## SUPPLIED TEXT
Miller is the man and speaks the truth. Referral ONLY blows and holds us back. Meanwhile the nonunion eats the IBEW alive. I like Millers goals and I share a similar idealism. I'm all about fairness and it seems the loads (leadership) has forgotten what that means.


----------



## phawk (Nov 25, 2010)

This is just another way of getting in the back door. CE & CW's start off at a higher rate than apprentices. Apprentices that I have seen flunk out come back as a CE or CW at a higher rate. Read this month's Journal. Pres. Hill is all in favor of it, then again why not, it's more dues money. It even said in the journal that this program has kept many more men working, but as you read it, all CW's and apprentices are working, but 200 A members are on the bench. It lets the contractor have cheap labor, and he will lay off a mechanic. I've seen it done.


----------



## miller_elex (Jan 25, 2008)

I looked at the books. There is three CE's on there, none of them working. 

The local advertised on Craiglist seeking electricians for the non-union rate, and my out-of-work buddy gave me an earful about it. I had to set him straight on the deal, because he's the kind of guy who will milk unemployment until the tit falls off uncle sam's inner thigh.

Our world can only persist if contractors make money. People who work for a living should not be forced to compensate for those who will not make the effort. I really hate to see guys get smoked for wasting time: wasting their time, wasting my time, wasting the PM's time... but I have come to the conclusion that when guys (and gals,) do the slow shuffle, they are telegraphing that they want to be laid off. This comes after alot of drama, sticking up for people who I thought were getting the short end, only to find out later that they wanted to be on unenjoyment, but never told anyone. I myself will tell the man straight-up, 'when this job is over, it is time for me to go,' or, 'I want to be in the next round of layoffs.' But some folks aren't straight-shooters like myself, thats why I don't got nobody's back anymore. 'No good deed goes unpunished.' The only thing I won't tolerate is when someone is genuinely MEAN, to anyone.

It can be simply stated: 'this isn't welfare.' Nobody is entitled to welfare with Kleins in your pocket, but a great many men out there sure feel that way. And a reminder, if you're a good electrician, and you're out of work, I truly empathize with you. All the above statements don't need to be read by people who do make the effort.


----------



## Frasbee (Apr 7, 2008)

Union boys better organize and retake the IBEW.


----------



## Brother Noah1 (Mar 23, 2010)

miller_elex said:


> I looked at the books. There is three CE's on there, none of them working.
> What book do you refer to? I know several locals in Southern California have been using the ce/cw program.This also reminds me that every local has a different contract dealing with this new program but I have yet to see one that starts a cw higher than an apprentice.
> 
> The local advertised on Craiglist seeking electricians for the non-union rate, and my out-of-work buddy gave me an earful about it. I had to set him straight on the deal, because he's the kind of guy who will milk unemployment until the tit falls off uncle sam's inner thigh.
> ...

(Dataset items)
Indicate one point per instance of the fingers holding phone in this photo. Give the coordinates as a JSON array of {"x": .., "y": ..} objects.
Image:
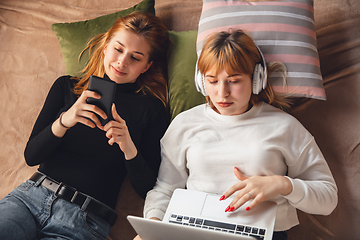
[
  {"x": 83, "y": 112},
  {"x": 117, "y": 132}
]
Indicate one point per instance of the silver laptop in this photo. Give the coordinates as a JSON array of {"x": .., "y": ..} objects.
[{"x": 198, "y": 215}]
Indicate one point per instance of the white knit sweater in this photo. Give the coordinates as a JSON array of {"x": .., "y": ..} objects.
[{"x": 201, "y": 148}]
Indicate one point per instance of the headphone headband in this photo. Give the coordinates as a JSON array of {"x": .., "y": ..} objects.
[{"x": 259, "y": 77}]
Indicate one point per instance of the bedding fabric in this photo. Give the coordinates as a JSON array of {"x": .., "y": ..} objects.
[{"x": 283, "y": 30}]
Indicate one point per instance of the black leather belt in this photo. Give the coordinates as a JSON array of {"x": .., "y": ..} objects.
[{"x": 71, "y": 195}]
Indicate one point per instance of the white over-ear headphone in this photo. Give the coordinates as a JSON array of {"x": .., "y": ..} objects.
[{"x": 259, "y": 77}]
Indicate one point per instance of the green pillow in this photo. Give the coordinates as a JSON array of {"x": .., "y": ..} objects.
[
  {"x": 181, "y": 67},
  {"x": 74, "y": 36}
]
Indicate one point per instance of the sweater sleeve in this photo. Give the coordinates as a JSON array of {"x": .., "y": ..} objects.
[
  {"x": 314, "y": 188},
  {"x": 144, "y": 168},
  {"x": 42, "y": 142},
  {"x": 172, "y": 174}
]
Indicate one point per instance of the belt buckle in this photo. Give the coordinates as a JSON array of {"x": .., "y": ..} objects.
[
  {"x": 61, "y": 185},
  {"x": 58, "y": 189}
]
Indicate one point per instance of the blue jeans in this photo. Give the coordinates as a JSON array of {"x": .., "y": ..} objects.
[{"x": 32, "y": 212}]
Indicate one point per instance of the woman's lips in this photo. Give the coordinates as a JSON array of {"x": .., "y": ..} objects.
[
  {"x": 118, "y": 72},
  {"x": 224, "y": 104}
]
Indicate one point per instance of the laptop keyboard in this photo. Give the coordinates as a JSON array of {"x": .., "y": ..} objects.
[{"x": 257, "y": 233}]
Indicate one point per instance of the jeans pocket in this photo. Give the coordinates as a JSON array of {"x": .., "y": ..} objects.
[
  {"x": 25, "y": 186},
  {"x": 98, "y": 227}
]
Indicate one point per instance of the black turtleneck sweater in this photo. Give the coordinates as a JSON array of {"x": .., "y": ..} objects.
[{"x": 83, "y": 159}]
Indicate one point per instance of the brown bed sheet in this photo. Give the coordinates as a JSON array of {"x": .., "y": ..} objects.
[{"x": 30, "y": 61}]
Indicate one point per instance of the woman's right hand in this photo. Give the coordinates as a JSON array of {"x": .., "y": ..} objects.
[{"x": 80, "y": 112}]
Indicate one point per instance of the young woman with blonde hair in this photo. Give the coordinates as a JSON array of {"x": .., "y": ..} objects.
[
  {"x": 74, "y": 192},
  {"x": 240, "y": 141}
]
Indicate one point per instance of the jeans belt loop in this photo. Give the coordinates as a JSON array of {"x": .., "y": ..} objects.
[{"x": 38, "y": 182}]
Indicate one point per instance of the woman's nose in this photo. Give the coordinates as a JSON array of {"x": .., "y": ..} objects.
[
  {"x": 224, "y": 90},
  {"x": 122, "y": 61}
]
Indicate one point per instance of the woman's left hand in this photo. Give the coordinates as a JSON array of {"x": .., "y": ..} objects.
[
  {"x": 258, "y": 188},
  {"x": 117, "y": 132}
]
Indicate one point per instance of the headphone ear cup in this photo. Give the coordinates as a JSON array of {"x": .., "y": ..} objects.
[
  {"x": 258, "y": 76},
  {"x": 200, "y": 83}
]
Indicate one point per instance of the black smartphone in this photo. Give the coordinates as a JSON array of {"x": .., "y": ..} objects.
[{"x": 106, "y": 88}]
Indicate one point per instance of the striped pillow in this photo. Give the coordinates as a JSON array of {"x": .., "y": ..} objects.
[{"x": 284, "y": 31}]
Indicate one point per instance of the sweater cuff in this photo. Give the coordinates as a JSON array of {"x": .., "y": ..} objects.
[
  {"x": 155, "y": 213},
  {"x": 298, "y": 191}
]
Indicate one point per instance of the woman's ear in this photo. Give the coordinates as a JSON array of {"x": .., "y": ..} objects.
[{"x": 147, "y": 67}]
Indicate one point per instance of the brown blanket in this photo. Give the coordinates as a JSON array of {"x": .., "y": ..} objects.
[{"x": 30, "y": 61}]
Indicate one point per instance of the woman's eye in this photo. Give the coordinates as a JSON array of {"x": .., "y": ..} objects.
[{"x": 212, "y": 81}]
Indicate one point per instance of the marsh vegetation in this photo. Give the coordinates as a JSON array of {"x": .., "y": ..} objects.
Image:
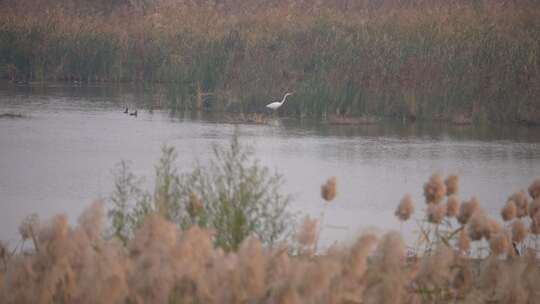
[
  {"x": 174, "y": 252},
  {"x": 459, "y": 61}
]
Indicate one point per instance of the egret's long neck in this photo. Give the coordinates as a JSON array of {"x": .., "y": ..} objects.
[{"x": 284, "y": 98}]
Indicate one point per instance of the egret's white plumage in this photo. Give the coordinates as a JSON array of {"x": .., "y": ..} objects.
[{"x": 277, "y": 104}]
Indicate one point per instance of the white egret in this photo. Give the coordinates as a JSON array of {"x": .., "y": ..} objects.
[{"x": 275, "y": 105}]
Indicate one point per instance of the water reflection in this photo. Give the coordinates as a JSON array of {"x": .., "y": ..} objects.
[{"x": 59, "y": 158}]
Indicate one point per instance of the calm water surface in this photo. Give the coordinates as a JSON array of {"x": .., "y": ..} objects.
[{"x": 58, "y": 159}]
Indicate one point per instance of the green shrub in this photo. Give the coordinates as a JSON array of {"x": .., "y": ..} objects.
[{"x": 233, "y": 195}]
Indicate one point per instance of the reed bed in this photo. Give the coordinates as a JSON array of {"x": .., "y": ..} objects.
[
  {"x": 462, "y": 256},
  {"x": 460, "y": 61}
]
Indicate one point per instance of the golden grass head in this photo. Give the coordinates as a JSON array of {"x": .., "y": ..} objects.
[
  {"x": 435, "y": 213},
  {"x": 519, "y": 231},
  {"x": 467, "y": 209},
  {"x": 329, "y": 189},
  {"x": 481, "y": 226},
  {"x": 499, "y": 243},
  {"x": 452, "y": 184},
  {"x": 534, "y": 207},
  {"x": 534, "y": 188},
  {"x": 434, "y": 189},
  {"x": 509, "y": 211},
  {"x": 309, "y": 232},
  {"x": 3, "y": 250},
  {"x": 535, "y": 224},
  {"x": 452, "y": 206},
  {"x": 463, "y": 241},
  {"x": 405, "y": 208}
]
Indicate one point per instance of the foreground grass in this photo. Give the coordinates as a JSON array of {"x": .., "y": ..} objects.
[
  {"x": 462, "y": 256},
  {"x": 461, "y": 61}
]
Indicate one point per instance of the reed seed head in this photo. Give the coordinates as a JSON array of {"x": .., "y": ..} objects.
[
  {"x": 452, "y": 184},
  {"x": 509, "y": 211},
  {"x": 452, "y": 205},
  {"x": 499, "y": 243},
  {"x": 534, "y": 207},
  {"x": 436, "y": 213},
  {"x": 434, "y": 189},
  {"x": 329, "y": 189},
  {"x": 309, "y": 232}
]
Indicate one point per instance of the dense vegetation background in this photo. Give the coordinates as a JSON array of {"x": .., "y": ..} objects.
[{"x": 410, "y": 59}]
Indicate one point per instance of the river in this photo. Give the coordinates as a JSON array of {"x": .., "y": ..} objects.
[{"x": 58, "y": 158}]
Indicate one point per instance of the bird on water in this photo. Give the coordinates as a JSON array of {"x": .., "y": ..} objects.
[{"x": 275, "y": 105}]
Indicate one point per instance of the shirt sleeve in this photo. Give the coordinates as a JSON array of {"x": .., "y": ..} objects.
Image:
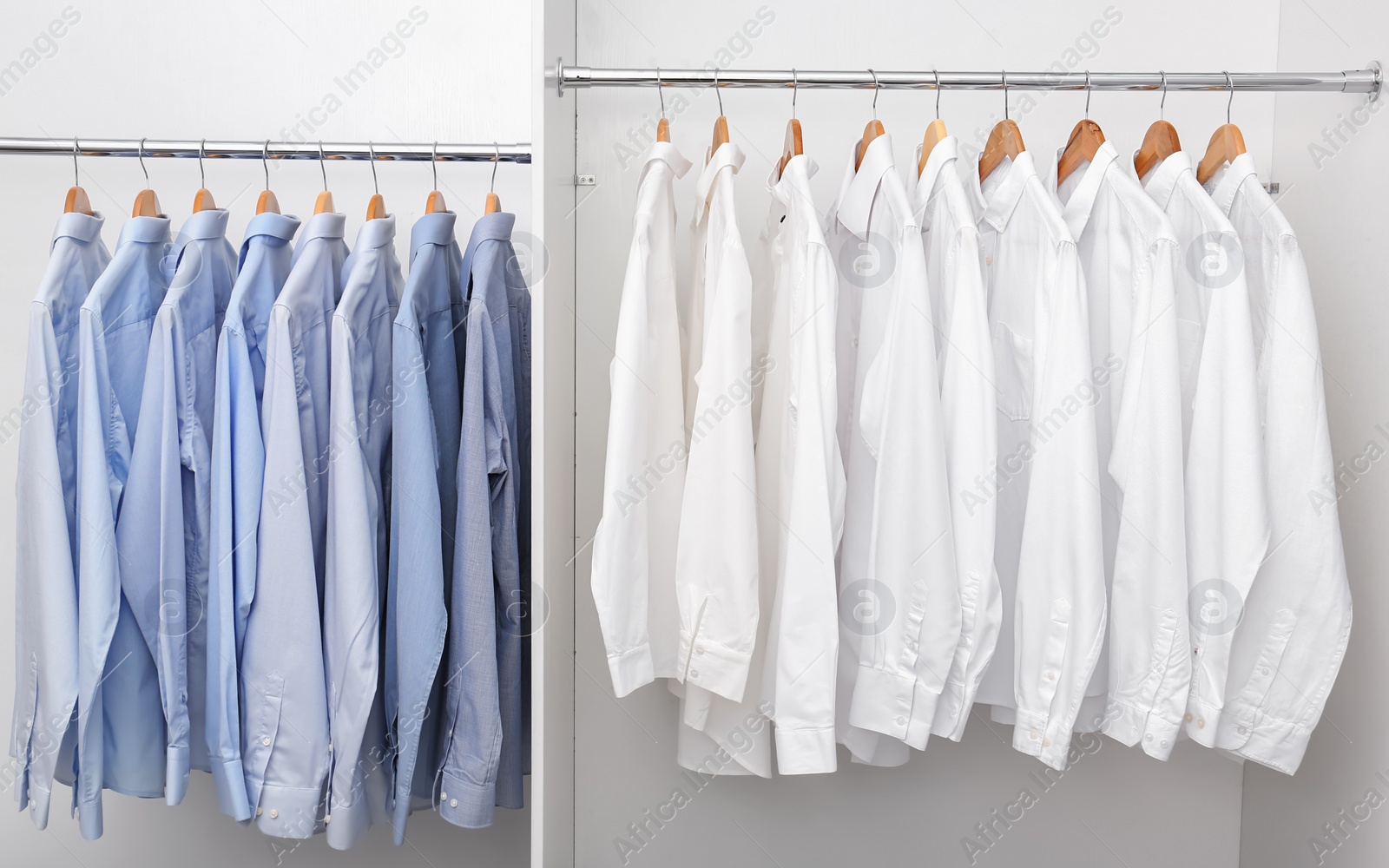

==

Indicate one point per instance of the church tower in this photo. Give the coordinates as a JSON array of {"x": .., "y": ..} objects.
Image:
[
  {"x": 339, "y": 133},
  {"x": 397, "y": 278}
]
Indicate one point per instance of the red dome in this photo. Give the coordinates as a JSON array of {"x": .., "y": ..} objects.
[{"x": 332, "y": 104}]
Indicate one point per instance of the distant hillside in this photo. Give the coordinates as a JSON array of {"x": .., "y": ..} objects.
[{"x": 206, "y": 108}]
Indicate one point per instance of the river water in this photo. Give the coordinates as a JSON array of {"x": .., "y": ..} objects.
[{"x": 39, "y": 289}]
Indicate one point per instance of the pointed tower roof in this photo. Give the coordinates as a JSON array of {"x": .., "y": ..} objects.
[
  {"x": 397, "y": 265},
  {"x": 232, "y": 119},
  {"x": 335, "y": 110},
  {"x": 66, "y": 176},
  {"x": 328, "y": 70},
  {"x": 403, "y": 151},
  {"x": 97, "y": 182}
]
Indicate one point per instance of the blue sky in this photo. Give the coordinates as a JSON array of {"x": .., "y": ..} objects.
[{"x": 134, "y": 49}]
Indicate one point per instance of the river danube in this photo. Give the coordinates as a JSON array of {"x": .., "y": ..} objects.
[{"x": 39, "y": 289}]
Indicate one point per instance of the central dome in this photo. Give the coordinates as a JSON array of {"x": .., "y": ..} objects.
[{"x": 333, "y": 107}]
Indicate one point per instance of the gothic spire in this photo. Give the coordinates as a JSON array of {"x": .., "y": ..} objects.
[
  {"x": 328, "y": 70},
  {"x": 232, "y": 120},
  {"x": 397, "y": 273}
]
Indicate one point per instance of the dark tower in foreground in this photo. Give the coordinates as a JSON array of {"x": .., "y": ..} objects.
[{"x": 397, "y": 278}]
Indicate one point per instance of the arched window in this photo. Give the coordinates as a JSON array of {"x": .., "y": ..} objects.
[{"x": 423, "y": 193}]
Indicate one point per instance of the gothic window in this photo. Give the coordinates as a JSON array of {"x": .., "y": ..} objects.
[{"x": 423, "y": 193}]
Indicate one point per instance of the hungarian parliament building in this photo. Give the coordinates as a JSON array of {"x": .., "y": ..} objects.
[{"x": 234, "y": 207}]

## YOUR GOAL
Copy the union forum thread word for word, from "Miller is the" up to and including "(Nov 25, 2010)".

## SOLUTION TO THIS EXERCISE
Miller is the man and speaks the truth. Referral ONLY blows and holds us back. Meanwhile the nonunion eats the IBEW alive. I like Millers goals and I share a similar idealism. I'm all about fairness and it seems the loads (leadership) has forgotten what that means.


----------



## phawk (Nov 25, 2010)